→ **抜粋**:
⟨

ヤマト運輸がDHL傘下企業とEVトラックを共同開発、の「謎」を解く!

3月27日、ヤマト運輸が「ドイツポストDHLグループ傘下のストリートスクーターとヤマト運輸が日本初の宅配に特化した小型商用EVトラックを共同開発」というニュースが飛び込んできました。「日本郵便が電気自動車1200台を導入」に続き、連日の気になるニュースです。ヤマト運輸のニュースに関しても、一般紙などでの報道では「謎」がたくさんあったので、ヤマト運輸広報戦略部に質問してみました。

ヤマト運輸がDHL傘下企業とEVトラックを共同開発、の「謎」を解く!

2019年度中に500台を導入

まず、リリースされた情報を整理しておきましょう。

ヤマト運輸株式会社は、ドイツDHLグループ傘下のストリートスクーター社(本社:アーヘン※以下STS)と小型商用EVトラック(新型電気トラック)を共同開発し、3月27日に購買契約を締結。2,019年度中に500台の導入を予定しており、首都圏の一都三県(東京都・埼玉県・千葉県・神奈川県)で秋以降、順次稼働させます。

ヤマト運輸ニュースリリースより転載。

導入車両スペック

公表された車両のスペックを、参考のため日産『e-NV200』の2人乗りバンタイプと比較して表にしてみました。

ヤマト運輸 新電気トラック日産 e-NV200
全長4,700mm4,560mm
全幅1,830mm1,755mm
全高2,250mm1,855mm
車両重量非公表1,590kg
車両総重量2,850kg2,250kg
最大積載量600kg550kg
車両価格非公表約396万円(税込)

発表された車両イメージにあるように新型電気トラックはボンネットタイプで、e-NV200とはボディ形状が異なりますが、車両のサイズなどを比較してみると、e-NV200よりひと回り大きいことがわかります。一点、公表されていた「車両重量」が2850kgとやたらに重いのがまず最初の「謎」だったのですが、広報戦略部から車両開発の担当に確認していただいたところ、積載量や乗員を含む「車両総重量」の間違いだったことが判明。スペック表の表記を修正しました。ヤマト運輸からのリリースも、週明け(この原稿は週末の3月29日に書いています)には修正されるそうです。

導入の背景

ヤマト運輸では2017年から「働き方改革」を経営の中心に据えた「デリバリー事業の構造改革」を行っています。その一環としてアンカーキャストと呼ばれる配達業務を行う契約社員など多様な人材の採用を進めており、安全性・操作性・作業性に優れ、地域のオペレーションに最適な大きさの「働きやすい車」の開発と導入の検討を進めてきました。

今回の導入車両は小型で扱いやすいことを重視して開発。中型免許を保有していないドライバー(つまり普通免許で運転できる)でも乗れる車両とすることで、働き方改革の推進と集配キャパシティの向上に向けた体制構築をさらに加速させる狙いがあるということです。

また、電気自動車を導入することには、CO2排出量や走行時の騒音の低減という意義があり、電気自動車ならではの自動運転やAI機器搭載との相性の良さを活かし、環境課題の解決と次世代の物流構築をリードし、持続可能な社会の実現を目指すとされています。

⟩

→ **課題 1**:
以下のレコードの冒頭から「Target: grey sky」を含む行までを、すべてそのまま書き写してください。画像は含めないでください。

→ **表示データ**:
⟨

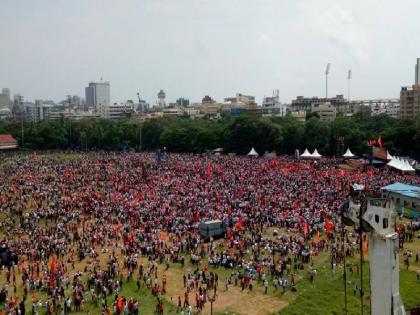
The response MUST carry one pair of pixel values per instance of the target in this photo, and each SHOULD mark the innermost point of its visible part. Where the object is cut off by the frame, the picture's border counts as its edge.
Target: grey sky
(190, 48)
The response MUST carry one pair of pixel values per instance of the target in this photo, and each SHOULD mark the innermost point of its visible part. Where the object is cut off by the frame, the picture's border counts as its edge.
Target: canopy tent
(252, 152)
(316, 155)
(306, 154)
(400, 165)
(348, 154)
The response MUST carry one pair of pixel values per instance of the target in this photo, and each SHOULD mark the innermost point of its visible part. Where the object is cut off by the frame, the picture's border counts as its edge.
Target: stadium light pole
(327, 71)
(348, 85)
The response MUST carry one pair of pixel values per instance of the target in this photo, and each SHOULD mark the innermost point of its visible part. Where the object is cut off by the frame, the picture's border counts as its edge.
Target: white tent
(306, 154)
(316, 155)
(401, 165)
(348, 154)
(252, 152)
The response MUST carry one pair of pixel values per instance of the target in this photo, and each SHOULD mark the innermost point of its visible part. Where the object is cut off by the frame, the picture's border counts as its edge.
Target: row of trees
(280, 134)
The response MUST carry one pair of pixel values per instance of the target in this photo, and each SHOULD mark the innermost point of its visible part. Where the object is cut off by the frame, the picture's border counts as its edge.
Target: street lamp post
(211, 300)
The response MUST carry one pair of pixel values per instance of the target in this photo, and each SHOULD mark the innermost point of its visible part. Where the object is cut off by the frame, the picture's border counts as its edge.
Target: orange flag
(305, 229)
(328, 225)
(364, 248)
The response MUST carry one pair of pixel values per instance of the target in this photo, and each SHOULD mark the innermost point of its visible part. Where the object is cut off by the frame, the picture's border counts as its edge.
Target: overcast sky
(192, 48)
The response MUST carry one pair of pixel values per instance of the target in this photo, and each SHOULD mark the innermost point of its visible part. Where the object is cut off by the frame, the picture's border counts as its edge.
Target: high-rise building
(410, 102)
(161, 99)
(240, 98)
(272, 106)
(38, 111)
(98, 96)
(5, 98)
(341, 104)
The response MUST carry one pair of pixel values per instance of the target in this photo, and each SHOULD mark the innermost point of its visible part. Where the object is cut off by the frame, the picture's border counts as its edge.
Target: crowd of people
(56, 212)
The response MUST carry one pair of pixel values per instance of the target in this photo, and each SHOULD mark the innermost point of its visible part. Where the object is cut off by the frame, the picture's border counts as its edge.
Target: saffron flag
(328, 225)
(305, 229)
(208, 173)
(364, 248)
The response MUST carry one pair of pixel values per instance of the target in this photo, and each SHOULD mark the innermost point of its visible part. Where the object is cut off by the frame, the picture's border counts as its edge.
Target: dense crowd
(56, 212)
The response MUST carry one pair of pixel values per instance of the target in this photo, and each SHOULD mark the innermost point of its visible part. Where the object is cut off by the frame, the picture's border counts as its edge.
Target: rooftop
(412, 191)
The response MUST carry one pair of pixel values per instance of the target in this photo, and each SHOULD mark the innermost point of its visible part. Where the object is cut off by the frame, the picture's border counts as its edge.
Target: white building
(72, 114)
(272, 106)
(37, 112)
(161, 99)
(98, 96)
(120, 111)
(5, 98)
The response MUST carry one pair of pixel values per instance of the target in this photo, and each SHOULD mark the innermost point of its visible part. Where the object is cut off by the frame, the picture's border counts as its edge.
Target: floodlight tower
(327, 71)
(348, 85)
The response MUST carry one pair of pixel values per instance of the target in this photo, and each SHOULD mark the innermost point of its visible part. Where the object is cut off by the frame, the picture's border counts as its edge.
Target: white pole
(348, 85)
(327, 71)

⟩

→ **課題 2**:
上にあるヤマト運輸のEVトラックの記事から、「ヤマト運輸では2017年から」から「る狙いがあるということです。」までをすべて、一字一句変えずに抜き出してください。

→ **解答例 1**:
The response MUST carry one pair of pixel values per instance of the target in this photo, and each SHOULD mark the innermost point of its visible part. Where the object is cut off by the frame, the picture's border counts as its edge.
Target: grey sky

→ **解答例 2**:
ヤマト運輸では2017年から「働き方改革」を経営の中心に据えた「デリバリー事業の構造改革」を行っています。その一環としてアンカーキャストと呼ばれる配達業務を行う契約社員など多様な人材の採用を進めており、安全性・操作性・作業性に優れ、地域のオペレーションに最適な大きさの「働きやすい車」の開発と導入の検討を進めてきました。

今回の導入車両は小型で扱いやすいことを重視して開発。中型免許を保有していないドライバー(つまり普通免許で運転できる)でも乗れる車両とすることで、働き方改革の推進と集配キャパシティの向上に向けた体制構築をさらに加速させる狙いがあるということです。